* [TASK INSTRUCTIONS]:
Can you write out again every line from the one holding "Return one point per instance of the antenna" through the end of the records, inclusive, requests included, shifting each x and y coordinate in the answer points by adding -91 to it?

* [DATA RECORDS]:
━━━━━━
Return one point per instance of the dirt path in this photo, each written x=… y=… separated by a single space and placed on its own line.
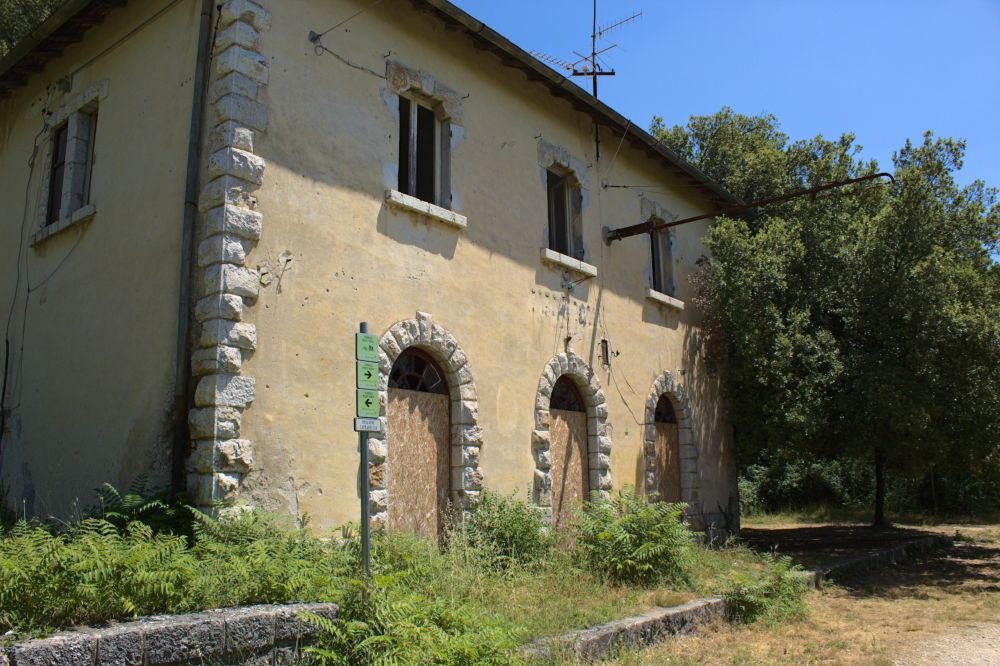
x=943 y=611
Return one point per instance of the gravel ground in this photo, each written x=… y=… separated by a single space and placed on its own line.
x=974 y=646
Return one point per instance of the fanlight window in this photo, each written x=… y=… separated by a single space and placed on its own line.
x=664 y=411
x=565 y=396
x=414 y=370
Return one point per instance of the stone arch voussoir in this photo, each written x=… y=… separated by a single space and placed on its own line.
x=598 y=432
x=466 y=434
x=665 y=385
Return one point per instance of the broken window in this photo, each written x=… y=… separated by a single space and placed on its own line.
x=414 y=370
x=565 y=204
x=662 y=269
x=70 y=168
x=565 y=396
x=424 y=147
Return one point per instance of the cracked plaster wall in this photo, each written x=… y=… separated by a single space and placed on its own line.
x=330 y=150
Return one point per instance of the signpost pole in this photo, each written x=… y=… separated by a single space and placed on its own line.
x=366 y=555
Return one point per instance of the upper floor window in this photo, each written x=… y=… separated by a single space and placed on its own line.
x=662 y=255
x=565 y=219
x=424 y=151
x=71 y=165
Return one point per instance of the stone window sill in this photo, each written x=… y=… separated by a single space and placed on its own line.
x=565 y=261
x=664 y=299
x=79 y=216
x=414 y=205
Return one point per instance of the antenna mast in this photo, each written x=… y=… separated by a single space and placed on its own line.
x=587 y=65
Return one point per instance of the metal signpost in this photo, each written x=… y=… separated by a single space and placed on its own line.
x=366 y=420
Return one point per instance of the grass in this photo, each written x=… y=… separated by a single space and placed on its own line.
x=488 y=591
x=937 y=611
━━━━━━
* [THE RESPONSE]:
Return one point per instance of the antenna mast in this photo, each written x=… y=… separated by a single space and placed on its own line.
x=496 y=-26
Return one point per instance of the metal signpost in this photo, each written x=… y=… separated by a single space and placed on its own line.
x=275 y=329
Return one point per instance of the grass in this photo, each written x=… y=… separated by a single space and placed on its own line.
x=397 y=500
x=846 y=520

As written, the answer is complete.